**Written problem:** Copy the rows below without any change, from the line with "Expected behaviour: for every instance of the police" to the line with "x=860 y=499", both of those lines included.

::::

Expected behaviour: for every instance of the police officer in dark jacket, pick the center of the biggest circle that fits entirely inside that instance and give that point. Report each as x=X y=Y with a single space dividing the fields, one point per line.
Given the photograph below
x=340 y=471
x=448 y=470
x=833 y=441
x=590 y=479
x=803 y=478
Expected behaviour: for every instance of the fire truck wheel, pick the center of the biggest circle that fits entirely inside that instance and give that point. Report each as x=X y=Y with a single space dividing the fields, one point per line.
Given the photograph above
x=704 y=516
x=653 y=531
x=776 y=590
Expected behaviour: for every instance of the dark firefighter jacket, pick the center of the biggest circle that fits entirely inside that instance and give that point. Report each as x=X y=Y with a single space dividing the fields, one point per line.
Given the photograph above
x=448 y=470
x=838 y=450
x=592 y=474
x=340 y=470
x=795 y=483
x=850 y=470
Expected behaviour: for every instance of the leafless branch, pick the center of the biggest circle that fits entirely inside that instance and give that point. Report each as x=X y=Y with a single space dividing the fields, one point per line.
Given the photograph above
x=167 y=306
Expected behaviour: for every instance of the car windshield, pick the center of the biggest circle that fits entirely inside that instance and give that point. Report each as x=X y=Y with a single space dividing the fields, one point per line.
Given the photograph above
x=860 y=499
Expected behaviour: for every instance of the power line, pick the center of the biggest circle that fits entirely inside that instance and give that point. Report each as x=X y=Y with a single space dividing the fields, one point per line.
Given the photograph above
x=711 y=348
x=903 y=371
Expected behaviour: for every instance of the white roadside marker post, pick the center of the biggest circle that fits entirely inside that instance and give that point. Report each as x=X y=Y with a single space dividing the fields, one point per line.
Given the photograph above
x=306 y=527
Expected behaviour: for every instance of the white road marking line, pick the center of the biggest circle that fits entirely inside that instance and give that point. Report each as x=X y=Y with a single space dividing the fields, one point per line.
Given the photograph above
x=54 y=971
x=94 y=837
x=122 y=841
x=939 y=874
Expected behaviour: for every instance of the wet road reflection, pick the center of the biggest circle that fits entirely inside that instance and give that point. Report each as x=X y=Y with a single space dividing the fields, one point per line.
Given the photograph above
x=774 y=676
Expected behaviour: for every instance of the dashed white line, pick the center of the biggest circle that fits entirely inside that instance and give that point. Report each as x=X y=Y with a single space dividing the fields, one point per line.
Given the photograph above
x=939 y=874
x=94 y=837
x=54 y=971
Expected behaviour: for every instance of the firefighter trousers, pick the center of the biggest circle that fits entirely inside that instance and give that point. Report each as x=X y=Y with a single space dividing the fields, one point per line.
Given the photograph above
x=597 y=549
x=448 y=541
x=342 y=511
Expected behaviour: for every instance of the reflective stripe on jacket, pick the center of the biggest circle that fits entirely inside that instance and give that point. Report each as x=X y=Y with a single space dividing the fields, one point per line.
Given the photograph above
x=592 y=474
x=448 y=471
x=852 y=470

::::

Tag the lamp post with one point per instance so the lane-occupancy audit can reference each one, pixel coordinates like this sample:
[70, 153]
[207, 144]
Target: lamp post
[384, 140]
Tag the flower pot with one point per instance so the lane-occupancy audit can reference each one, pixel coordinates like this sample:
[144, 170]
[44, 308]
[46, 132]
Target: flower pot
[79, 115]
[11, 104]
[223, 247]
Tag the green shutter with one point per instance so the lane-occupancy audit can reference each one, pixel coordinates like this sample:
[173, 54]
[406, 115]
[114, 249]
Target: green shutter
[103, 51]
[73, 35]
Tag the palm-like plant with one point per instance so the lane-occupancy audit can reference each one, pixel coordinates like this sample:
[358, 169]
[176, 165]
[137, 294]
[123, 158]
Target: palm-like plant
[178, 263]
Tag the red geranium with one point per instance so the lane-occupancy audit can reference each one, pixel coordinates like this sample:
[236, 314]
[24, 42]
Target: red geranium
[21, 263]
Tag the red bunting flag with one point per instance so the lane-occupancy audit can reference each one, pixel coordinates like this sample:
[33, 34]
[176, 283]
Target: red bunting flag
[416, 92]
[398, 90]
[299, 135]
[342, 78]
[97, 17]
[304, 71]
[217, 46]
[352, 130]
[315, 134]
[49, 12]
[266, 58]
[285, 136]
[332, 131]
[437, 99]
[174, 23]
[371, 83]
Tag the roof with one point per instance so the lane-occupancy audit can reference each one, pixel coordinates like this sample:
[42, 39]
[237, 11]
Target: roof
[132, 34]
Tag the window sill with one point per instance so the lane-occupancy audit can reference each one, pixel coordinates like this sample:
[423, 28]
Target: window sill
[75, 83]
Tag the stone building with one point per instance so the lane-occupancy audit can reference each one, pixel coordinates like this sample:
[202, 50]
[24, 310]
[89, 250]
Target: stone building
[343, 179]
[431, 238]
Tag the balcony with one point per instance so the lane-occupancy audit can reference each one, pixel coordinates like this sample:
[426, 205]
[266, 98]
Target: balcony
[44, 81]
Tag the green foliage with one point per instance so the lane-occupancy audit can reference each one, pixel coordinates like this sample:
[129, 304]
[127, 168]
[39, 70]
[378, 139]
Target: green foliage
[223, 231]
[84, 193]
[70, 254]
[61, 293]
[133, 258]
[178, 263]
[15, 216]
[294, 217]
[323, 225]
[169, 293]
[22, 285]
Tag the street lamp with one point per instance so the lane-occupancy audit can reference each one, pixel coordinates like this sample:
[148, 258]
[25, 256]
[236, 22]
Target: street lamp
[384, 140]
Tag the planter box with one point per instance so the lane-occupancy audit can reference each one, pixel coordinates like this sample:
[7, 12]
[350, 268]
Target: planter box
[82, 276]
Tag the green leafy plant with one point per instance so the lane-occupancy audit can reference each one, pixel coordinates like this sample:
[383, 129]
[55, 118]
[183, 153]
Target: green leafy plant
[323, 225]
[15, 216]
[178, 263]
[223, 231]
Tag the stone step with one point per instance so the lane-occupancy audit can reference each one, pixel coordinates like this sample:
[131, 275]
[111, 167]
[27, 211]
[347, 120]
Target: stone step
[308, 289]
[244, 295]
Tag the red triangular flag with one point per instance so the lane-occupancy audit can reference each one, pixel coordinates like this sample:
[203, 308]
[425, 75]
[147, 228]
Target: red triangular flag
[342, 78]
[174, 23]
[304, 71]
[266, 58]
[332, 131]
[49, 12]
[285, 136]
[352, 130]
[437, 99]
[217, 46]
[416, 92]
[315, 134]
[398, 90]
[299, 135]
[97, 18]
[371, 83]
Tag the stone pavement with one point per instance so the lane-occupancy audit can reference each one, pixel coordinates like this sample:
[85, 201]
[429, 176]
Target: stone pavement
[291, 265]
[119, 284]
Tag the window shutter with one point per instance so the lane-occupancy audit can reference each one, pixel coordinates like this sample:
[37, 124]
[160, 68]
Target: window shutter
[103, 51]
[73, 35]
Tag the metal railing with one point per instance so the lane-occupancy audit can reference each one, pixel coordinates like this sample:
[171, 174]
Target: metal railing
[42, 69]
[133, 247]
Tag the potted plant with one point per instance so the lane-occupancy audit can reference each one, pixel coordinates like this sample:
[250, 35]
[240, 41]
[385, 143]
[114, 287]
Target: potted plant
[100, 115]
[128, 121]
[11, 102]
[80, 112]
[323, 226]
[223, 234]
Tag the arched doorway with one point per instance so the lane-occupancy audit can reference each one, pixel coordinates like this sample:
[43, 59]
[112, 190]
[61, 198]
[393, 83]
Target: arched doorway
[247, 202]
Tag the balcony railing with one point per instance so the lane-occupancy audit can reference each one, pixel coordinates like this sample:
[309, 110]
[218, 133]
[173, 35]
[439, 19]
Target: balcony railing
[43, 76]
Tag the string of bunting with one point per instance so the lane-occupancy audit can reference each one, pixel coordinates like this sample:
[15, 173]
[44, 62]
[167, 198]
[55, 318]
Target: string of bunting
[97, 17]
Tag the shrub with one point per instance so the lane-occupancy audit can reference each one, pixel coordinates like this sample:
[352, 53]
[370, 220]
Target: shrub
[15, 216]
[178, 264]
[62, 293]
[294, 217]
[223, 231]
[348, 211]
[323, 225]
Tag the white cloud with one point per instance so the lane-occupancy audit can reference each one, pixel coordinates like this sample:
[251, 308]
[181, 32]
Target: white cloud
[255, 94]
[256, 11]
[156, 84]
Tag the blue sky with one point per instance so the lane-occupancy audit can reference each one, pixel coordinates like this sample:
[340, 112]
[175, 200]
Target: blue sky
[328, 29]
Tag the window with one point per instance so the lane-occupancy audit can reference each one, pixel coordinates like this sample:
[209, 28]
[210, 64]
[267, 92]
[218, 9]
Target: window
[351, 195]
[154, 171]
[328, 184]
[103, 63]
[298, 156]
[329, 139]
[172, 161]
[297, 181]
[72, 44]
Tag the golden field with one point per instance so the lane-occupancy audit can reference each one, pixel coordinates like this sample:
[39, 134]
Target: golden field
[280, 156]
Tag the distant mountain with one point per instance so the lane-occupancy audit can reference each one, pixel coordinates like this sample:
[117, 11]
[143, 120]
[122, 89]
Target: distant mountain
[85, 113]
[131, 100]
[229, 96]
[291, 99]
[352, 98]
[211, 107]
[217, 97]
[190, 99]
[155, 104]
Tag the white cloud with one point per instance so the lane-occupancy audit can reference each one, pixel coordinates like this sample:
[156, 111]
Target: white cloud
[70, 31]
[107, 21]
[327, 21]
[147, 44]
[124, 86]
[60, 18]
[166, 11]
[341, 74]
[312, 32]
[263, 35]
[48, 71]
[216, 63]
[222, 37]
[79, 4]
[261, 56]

::::

**Output below:**
Expected behaviour: for every instance of the police officer in dark jacket, pick the center of the biggest circle that fits entirely inside that instance and give that point. Report each as x=X y=Y with a single space dividing the fields, one point per line.
Given the photograph below
x=340 y=471
x=448 y=470
x=833 y=441
x=590 y=479
x=803 y=478
Expected behaviour: for every instance of the fire truck wheel, pick the center of the biggest circle that fits entirely inside that instance and give that point. Report each as x=X y=Y with a single space dividing the fields, one point per line.
Given the photograph above
x=704 y=516
x=653 y=531
x=776 y=590
Expected behaviour: for every instance of the dark firefighter jacket, pick the center of the biggest circle that fits entirely inside that instance and give that point. Report each as x=X y=Y with a single space dividing the fields, one point per line.
Given the photograph above
x=448 y=470
x=838 y=450
x=592 y=474
x=340 y=470
x=795 y=483
x=850 y=470
Expected behaviour: for every instance of the leafless branch, pick the center of the biggest circle that fits entirely inside that instance and give that point. Report each as x=X y=Y with a single space dividing the fields, one point per line.
Given the photograph above
x=167 y=306
Expected behaviour: for every instance of the car windshield, pick the center of the biggest circle that fits entirely inside that instance and give that point. Report each as x=X y=Y with a single space dividing the fields, one point per line.
Given the photograph above
x=860 y=499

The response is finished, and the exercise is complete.